#### [WHAT THE TASK ASKS]
The result should be all the records, exact and complete, without a single picture.

#### [DATA FOR REVIEW]
-- Opening Marker --

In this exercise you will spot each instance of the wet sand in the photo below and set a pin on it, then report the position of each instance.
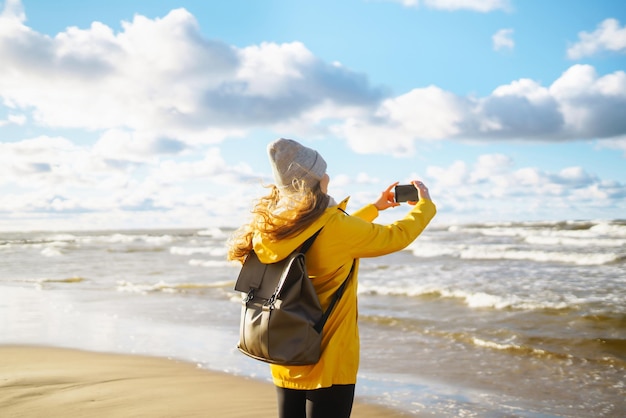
(57, 382)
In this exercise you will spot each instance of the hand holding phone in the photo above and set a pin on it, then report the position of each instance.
(406, 193)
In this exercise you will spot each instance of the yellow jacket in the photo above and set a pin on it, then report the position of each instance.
(343, 239)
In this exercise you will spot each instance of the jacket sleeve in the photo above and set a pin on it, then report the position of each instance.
(367, 239)
(367, 213)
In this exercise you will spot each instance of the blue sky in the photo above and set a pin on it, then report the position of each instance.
(145, 114)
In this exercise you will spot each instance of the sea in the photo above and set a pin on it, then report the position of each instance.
(522, 319)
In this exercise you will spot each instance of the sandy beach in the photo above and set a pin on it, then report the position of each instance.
(57, 382)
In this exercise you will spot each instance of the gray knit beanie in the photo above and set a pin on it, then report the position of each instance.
(292, 162)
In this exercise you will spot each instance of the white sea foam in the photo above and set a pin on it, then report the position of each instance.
(51, 252)
(164, 287)
(212, 251)
(212, 232)
(210, 263)
(511, 252)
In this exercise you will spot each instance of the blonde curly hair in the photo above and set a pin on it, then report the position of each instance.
(278, 216)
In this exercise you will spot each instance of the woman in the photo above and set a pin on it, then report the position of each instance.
(298, 206)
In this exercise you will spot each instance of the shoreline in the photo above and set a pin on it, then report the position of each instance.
(59, 382)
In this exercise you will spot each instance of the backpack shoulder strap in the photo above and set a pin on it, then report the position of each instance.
(307, 244)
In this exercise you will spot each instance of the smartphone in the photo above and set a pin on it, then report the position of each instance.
(406, 193)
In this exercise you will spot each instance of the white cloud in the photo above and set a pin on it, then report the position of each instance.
(493, 185)
(161, 78)
(578, 105)
(452, 5)
(503, 39)
(609, 36)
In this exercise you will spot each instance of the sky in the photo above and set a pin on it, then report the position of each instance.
(144, 114)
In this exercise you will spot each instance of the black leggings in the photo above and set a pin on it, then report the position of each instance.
(332, 402)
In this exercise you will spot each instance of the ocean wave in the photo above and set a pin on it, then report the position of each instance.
(212, 232)
(212, 251)
(582, 229)
(212, 263)
(511, 252)
(164, 287)
(476, 300)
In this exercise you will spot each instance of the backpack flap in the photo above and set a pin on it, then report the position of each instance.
(265, 280)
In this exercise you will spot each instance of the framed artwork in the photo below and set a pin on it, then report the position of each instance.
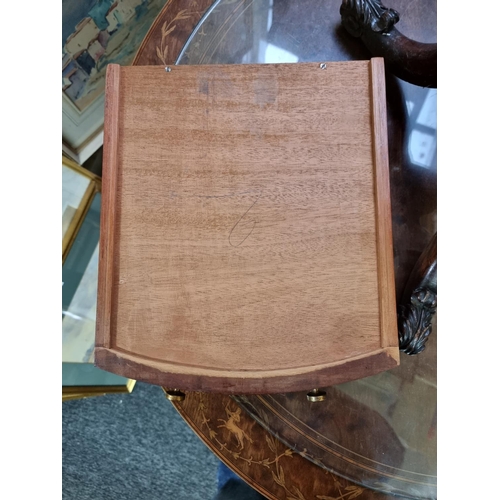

-- Closing Marker --

#### [SOLUTION FOR THIS EXERCISE]
In this exercise you will spot each instance of the wet sand in the photo below and set a pin on it, then report the position of each instance.
(57, 382)
In this exercise you will spot each instance of the hand holding phone in the photo above and set a pin on it, then report the position of each instance.
(406, 193)
In this exercise you will spot each instance of the yellow jacket in the photo above and set a pin on it, then report the position of each instance.
(343, 239)
In this exercise you will spot each instance of the jacket sleeve in the photo above and set a pin on it, then report the position of each instance.
(367, 239)
(367, 213)
In this exercise you will spot each instance of the blue sky in the photo above and set a pin on it, then report the position of each instance.
(145, 114)
In this exercise you will spot each instance of the sea in the photo above and set a pin on it, then report the position of each instance.
(522, 319)
In this exercise you will spot each instance of the sandy beach in the photo above and set a pin on it, then report the position of each instance.
(57, 382)
In this exercise you will spot each instance of the gray knit beanie in the photo above and set a pin on it, then report the position of each instance.
(292, 162)
In this exercise you will spot each instance of the white sea foam in the photo above and set a pin on it, then report the position of each instance.
(51, 252)
(164, 287)
(212, 251)
(212, 232)
(210, 263)
(511, 252)
In this exercise you will spot each instance of the blonde curly hair in the photo above and set a pin on it, then report the position of each instance.
(278, 216)
In this exercise you will spot each instance of the woman in the photo above and set a pin on it, then report the position of each instance.
(298, 206)
In this exercise you will spot each instance of the shoreline in the photo above and set a pin on it, then report the position of each instance.
(59, 382)
In this exercise you will spot each instance of the backpack shoulder strap in the photo above and set a pin on it, then report the position of each instance.
(307, 244)
In this exercise you will spot each instance of the smartphone in the photo above and set a pin on it, then report the position of each instance.
(406, 193)
In this exercise you will spot each instance of the white cloud in the photo above and set a pin on it, then report the position of each instance.
(493, 185)
(161, 78)
(578, 105)
(452, 5)
(503, 39)
(609, 36)
In this exercise you will spot each instance of the sky in the photo above and set a pin on it, then report the position of each instance.
(144, 114)
In this exercise you will spot each instance of the black leggings in the photo above and set a pin on it, then report the position of each instance.
(332, 402)
In this exercise you will spot each instance of the ocean wave in the photo above and set a pin on it, then report the position of each instance.
(212, 232)
(212, 251)
(582, 229)
(212, 263)
(511, 252)
(164, 287)
(476, 300)
In this exercise you will spot each instance of the backpack flap in the photo above and set a pin on it, then report the position of each instance.
(265, 280)
In this exercise you will spot each instance of the framed artwork in the photo below and set a pin on it, then report the position of each instance.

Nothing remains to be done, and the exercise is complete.